Page extract Block Start

While it’s easy to criticize what’s called “congressionally directed spending,” formerly known as earmarks, for having the potential of becoming pork-barrel politics, our trusted elected leaders make good use of the funding formula.

Case in point is the money that U.S. Sen. Shelley Moore Capito, R-West Virginia, has directed to the West Virginia University Health System and WVU’s Health Sciences Center.

More than $23 million in funding will be allocated to projects at WVU Medicine Children’s Hospital, the Rockefeller Neuroscience Institute and Chestnut Ridge medical laboratories.

The money will be used to increase space for patients’ treatments, medical research, and administrative areas, renovate labs and purchase new equipment at WVU Hospitals, Inc.

The funding includes:

• $3.5 million for WVU Medicine Children’s Hospital, which will be used to support the design and buildout of the surgical unit.

• $3 million for WVU Medicine Children’s Hospital to purchase needed equipment.

Page extract Block End

__What the task requires__.
Answer these questions about the text on funding for WVU health projects:
(a) What was congressionally directed spending formerly known as?
(b) How much funding in total will go to the projects?
(c) What will the $3.5 million for WVU Medicine Children's Hospital support?
The rows play no part in this.

Records shown Block Start

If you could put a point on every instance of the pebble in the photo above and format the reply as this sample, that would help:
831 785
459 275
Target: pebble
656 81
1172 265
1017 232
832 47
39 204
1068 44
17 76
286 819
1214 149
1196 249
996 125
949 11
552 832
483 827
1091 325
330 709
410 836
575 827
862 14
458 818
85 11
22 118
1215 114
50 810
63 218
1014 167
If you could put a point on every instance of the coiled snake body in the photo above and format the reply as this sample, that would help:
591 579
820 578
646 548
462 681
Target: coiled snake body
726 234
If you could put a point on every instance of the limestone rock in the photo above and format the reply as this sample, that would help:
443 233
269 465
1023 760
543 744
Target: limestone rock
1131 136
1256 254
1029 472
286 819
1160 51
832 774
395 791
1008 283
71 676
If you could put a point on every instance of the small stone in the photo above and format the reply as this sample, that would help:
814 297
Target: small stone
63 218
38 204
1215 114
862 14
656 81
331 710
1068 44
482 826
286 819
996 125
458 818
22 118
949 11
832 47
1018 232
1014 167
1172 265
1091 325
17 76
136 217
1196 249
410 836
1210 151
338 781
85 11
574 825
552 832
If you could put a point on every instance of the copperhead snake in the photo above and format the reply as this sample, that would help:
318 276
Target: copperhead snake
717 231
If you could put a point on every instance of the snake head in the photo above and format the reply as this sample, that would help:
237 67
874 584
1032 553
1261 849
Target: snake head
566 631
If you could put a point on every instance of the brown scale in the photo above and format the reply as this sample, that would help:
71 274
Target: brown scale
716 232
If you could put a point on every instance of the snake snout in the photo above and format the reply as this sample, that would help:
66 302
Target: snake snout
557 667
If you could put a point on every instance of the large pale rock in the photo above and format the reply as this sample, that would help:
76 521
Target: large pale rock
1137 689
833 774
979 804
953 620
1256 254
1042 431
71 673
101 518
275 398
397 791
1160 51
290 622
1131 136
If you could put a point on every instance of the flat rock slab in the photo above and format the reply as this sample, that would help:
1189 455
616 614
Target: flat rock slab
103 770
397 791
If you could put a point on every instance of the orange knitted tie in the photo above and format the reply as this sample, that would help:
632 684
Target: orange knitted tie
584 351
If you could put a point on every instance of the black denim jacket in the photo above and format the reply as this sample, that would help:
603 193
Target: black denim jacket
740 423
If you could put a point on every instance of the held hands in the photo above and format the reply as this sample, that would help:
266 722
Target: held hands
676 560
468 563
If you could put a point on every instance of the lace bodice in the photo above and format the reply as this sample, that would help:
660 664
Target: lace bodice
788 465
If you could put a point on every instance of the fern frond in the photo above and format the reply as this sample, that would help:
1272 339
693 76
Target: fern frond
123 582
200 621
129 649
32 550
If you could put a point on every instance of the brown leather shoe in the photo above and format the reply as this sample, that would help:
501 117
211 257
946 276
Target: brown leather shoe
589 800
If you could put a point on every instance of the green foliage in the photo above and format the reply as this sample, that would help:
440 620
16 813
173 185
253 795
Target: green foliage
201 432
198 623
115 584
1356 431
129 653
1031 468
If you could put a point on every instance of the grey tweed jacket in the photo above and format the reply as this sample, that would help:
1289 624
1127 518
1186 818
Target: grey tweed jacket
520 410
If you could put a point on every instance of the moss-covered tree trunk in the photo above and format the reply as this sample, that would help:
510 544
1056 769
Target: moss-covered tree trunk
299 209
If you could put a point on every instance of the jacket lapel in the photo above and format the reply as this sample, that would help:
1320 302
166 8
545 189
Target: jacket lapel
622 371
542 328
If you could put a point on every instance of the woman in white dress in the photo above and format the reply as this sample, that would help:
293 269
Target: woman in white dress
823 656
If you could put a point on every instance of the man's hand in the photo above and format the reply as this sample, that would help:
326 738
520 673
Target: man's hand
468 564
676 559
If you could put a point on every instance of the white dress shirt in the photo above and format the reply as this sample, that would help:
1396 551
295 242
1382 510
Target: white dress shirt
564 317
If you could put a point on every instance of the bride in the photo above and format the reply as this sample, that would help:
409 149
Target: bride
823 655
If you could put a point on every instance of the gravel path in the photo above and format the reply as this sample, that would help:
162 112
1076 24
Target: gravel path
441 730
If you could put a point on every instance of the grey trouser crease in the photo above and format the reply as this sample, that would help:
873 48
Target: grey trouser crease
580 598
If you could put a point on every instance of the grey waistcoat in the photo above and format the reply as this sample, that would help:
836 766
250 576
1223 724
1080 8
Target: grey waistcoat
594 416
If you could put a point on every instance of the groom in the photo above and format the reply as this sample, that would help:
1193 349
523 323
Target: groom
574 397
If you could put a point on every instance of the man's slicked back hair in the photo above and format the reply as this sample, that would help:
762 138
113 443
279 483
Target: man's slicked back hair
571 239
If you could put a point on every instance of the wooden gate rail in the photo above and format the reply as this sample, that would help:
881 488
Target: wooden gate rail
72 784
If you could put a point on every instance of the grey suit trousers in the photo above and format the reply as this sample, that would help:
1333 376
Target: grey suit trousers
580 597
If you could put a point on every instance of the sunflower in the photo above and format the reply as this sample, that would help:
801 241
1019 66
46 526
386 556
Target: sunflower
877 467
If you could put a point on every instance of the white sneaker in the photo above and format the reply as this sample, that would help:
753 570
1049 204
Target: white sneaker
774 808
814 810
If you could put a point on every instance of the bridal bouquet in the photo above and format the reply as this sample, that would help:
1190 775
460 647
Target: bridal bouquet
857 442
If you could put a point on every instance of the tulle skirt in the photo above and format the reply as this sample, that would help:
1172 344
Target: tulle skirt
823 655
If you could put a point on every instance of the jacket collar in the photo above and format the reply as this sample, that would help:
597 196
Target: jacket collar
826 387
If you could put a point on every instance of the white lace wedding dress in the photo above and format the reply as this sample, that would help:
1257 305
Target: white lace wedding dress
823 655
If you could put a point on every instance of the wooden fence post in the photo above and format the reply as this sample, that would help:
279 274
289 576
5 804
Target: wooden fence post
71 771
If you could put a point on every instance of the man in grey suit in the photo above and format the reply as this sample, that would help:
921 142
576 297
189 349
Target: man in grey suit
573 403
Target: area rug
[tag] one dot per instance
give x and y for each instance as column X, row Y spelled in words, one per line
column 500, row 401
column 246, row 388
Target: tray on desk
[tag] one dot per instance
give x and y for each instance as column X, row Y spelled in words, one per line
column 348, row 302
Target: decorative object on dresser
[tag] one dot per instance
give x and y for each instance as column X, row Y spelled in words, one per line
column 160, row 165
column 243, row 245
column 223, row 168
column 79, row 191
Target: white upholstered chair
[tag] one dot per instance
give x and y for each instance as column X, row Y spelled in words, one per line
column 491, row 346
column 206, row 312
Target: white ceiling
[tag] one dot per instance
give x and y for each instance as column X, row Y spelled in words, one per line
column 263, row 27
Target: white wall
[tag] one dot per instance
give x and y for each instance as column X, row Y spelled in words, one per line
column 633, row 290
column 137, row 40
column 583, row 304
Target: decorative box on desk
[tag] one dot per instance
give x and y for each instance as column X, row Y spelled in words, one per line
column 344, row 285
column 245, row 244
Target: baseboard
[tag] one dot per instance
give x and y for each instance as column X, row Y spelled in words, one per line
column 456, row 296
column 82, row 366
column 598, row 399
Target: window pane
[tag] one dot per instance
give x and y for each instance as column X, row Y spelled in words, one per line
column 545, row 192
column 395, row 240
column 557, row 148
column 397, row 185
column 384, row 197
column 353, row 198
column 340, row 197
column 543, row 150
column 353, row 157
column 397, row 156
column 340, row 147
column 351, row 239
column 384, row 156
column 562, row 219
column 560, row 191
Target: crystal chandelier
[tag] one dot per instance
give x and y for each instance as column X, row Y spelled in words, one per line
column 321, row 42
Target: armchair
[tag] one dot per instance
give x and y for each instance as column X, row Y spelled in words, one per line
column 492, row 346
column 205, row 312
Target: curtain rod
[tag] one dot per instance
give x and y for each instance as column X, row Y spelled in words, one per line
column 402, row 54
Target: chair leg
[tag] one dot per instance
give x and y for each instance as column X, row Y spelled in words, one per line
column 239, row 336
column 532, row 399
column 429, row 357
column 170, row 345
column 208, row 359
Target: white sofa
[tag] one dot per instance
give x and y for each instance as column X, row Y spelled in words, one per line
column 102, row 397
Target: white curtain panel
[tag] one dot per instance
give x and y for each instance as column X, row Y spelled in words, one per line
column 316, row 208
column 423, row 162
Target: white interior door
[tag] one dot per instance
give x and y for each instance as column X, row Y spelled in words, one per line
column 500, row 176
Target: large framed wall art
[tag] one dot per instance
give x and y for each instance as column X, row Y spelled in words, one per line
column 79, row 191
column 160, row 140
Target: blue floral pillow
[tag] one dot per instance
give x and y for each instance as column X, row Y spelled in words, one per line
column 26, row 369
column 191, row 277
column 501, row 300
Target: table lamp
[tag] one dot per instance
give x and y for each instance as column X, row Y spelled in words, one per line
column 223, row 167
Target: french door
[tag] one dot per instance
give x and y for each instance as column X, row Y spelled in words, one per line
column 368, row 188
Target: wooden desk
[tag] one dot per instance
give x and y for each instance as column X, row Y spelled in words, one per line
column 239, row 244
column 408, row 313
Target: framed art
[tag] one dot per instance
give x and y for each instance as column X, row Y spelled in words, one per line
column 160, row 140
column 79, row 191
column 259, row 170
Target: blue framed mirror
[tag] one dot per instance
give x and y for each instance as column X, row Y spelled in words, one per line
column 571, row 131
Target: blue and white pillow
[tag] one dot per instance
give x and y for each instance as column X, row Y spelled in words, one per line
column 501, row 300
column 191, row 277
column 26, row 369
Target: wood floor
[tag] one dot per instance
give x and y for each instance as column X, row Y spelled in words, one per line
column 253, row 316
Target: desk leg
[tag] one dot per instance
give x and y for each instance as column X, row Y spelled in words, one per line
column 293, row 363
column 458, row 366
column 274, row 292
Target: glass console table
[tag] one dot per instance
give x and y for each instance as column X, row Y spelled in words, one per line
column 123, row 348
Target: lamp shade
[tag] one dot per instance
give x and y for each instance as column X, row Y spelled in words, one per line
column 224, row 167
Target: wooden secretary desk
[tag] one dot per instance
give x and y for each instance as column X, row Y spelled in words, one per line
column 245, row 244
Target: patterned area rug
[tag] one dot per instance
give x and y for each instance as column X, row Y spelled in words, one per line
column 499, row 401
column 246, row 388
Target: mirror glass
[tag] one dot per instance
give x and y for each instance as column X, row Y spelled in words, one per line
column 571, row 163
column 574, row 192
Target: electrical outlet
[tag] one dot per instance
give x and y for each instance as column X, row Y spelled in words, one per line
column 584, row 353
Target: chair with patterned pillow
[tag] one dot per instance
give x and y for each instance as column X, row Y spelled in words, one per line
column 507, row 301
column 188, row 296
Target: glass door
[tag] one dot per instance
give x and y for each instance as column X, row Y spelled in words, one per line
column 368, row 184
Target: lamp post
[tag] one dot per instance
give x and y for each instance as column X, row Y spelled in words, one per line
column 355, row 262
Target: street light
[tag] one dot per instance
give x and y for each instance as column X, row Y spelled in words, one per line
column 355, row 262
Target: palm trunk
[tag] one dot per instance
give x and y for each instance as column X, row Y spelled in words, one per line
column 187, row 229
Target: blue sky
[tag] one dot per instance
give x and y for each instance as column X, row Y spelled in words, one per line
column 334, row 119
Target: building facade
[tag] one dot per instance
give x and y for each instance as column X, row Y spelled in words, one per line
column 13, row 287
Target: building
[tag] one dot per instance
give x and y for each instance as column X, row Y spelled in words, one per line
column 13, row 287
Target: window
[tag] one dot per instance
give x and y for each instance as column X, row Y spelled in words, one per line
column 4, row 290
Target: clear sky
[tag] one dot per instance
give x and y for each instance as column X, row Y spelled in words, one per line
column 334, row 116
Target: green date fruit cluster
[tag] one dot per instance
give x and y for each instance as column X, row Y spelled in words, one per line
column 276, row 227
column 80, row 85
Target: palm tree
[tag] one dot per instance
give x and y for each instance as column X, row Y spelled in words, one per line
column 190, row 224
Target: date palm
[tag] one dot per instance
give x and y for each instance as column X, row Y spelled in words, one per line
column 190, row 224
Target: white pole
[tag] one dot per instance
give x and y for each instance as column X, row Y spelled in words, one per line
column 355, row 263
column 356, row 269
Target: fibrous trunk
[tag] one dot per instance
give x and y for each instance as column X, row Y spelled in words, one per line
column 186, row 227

Records shown Block End

__Solution to this exercise__.
(a) Earmarks.
(b) More than $23 million.
(c) The design and buildout of the surgical unit.